→ **LISTED RECORDS**:
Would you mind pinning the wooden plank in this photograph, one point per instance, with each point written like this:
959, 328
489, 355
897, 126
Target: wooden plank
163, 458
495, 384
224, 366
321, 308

→ **JOB**:
Duplicate the data above line for line, with no changes.

→ **EXERCISE SOLUTION**:
Would you mind pinning the wooden plank in this photograph, one point per instance, with each point written like this:
959, 328
489, 355
897, 126
Target: wooden plank
163, 458
495, 384
224, 366
321, 308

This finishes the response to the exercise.